**WHAT YOU NEED TO DO:**
Could you reproduce word for word the part of the material below that opens with the line containing "Report the location of each instance of the blue boat" and closes with the line containing "x=287, y=59", with both of those lines included and nothing else?
— start —
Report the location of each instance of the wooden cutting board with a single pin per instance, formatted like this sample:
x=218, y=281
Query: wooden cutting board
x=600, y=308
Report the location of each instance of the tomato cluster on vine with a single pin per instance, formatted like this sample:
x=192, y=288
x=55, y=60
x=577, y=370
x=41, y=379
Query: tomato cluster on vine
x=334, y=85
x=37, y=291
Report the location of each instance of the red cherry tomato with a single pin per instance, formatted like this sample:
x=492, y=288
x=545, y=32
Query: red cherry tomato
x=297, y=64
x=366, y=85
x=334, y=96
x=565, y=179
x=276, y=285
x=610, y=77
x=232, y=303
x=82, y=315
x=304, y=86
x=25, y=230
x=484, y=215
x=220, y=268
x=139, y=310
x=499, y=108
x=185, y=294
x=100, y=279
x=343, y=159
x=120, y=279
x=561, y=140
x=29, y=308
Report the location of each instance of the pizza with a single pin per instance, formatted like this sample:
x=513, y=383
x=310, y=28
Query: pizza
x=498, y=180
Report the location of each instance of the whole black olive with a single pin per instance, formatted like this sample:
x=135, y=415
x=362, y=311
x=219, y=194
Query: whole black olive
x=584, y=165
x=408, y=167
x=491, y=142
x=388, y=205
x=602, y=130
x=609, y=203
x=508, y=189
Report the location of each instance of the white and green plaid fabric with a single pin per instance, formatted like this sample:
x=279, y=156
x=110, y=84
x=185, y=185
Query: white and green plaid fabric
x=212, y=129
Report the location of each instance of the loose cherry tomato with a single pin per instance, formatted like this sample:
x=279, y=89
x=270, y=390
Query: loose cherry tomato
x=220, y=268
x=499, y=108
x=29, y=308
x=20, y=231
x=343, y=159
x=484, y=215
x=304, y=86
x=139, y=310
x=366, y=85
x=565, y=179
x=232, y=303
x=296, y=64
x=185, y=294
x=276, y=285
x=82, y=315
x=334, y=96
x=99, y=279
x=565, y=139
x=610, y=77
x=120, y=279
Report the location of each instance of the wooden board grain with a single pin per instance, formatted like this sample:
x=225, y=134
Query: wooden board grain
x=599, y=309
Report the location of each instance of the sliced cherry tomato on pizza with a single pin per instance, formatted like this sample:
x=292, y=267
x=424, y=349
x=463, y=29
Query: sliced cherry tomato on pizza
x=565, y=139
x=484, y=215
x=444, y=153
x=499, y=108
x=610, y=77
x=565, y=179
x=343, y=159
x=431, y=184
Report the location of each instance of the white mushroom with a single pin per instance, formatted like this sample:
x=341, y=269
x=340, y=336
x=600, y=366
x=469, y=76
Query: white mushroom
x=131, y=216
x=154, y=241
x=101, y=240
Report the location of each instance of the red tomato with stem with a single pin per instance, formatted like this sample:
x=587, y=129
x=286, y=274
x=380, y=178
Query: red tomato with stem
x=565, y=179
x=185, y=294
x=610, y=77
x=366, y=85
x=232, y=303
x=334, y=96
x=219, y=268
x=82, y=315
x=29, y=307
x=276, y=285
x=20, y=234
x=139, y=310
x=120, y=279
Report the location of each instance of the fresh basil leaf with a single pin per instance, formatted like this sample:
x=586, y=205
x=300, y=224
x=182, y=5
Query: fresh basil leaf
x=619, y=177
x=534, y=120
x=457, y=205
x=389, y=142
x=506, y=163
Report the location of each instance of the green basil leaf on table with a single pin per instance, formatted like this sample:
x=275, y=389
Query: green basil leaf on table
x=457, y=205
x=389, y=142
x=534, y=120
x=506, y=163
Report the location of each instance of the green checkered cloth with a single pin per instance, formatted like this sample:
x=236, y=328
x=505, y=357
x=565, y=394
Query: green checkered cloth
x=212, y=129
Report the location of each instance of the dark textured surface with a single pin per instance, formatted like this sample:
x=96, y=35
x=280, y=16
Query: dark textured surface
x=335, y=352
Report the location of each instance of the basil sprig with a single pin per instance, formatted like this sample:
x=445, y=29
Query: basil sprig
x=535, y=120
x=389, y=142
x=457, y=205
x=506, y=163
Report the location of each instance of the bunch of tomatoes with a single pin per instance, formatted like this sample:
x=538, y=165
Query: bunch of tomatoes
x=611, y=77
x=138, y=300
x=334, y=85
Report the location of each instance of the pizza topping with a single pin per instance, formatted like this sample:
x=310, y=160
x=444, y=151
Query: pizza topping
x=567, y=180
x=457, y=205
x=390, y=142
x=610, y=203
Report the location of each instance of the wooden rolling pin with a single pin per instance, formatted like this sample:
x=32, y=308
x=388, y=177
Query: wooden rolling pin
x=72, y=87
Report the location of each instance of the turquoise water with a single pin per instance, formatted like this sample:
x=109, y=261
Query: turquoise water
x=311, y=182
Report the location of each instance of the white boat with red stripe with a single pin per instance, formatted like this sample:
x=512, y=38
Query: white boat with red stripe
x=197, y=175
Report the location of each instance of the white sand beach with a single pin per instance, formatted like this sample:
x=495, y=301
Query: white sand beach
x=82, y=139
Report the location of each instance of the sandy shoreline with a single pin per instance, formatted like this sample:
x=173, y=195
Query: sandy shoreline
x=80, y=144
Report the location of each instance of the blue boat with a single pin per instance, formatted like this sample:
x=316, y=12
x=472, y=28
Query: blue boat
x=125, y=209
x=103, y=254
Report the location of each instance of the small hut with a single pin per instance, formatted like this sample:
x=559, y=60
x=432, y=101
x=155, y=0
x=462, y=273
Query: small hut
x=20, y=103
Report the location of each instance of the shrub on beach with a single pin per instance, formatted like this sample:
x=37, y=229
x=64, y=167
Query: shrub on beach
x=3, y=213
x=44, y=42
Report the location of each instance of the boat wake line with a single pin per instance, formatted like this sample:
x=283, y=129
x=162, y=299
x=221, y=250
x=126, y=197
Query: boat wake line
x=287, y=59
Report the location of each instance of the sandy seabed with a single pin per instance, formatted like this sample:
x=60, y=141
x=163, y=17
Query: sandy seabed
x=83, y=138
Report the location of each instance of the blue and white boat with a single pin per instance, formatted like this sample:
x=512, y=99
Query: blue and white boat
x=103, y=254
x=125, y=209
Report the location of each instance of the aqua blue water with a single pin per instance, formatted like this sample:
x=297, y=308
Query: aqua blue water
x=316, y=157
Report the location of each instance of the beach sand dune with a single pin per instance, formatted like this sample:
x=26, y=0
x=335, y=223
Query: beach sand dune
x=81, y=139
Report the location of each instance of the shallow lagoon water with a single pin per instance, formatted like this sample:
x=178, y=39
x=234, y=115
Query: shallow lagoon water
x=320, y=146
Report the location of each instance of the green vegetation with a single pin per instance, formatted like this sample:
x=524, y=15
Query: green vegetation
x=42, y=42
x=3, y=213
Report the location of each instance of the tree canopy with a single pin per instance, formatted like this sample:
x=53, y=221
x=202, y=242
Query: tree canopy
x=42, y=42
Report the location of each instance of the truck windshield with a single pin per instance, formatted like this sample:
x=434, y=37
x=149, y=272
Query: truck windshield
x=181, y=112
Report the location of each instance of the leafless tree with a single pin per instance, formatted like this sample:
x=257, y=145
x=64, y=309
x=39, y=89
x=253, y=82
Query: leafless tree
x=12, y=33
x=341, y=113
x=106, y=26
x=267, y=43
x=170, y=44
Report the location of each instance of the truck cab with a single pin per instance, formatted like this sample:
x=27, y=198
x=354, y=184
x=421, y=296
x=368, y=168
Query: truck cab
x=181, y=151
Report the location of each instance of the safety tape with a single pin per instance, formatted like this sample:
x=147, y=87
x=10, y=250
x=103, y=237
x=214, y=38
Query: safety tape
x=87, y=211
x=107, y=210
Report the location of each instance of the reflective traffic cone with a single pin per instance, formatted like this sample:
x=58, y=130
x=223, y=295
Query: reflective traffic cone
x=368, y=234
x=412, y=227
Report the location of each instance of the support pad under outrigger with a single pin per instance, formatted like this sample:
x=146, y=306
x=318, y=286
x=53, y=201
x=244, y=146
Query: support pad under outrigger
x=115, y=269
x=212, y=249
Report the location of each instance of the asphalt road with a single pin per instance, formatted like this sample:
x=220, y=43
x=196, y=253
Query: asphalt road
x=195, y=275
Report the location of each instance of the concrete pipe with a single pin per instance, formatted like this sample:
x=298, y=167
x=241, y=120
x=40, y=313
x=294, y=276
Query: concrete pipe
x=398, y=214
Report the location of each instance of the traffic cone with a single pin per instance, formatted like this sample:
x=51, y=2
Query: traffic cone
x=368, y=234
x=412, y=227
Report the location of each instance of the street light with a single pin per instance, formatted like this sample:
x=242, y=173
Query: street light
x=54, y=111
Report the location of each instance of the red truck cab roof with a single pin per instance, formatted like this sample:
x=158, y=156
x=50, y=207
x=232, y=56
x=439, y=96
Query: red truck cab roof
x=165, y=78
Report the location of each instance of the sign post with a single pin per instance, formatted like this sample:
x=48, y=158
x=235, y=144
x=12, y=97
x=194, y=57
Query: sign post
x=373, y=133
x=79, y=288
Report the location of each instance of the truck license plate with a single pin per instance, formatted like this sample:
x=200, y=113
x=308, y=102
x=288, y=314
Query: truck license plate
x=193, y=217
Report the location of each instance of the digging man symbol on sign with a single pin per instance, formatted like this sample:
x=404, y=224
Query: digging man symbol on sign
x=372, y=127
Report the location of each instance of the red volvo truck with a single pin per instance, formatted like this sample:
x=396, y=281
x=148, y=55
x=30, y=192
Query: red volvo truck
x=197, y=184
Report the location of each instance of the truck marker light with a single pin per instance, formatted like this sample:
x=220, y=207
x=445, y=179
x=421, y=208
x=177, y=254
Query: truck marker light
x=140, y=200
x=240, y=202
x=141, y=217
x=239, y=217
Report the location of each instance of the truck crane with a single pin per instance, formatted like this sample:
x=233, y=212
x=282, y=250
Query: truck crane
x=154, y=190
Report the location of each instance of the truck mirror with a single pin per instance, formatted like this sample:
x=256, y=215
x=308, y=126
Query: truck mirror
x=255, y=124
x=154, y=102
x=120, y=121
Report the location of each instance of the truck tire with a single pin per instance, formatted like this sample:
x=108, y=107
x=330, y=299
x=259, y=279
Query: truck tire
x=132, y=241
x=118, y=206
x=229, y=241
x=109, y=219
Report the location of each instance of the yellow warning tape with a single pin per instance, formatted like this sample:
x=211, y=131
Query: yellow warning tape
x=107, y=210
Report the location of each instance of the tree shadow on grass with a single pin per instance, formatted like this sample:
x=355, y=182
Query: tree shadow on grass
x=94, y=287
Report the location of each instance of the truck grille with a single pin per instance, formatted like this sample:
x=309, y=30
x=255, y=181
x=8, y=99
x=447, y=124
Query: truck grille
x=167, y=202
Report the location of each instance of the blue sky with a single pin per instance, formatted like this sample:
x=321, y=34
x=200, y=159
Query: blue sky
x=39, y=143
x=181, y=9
— end —
**RESULT OF THIS TASK:**
Report the location of each instance of the blue boat with a single pin per instance, formatted like this sample:
x=316, y=12
x=472, y=28
Query: blue boat
x=125, y=209
x=103, y=254
Report the location of each instance of the small hut with a single pin per instance, formatted like this sample:
x=559, y=60
x=432, y=101
x=155, y=0
x=462, y=273
Query: small hut
x=20, y=103
Report the location of each instance of the shrub on beach with a single pin per instance, formatted like this sample:
x=37, y=229
x=64, y=167
Query: shrub on beach
x=3, y=213
x=44, y=42
Report the location of each instance of the boat wake line with a single pin per instance, formatted like this sample:
x=283, y=129
x=162, y=299
x=221, y=250
x=126, y=197
Query: boat wake line
x=287, y=59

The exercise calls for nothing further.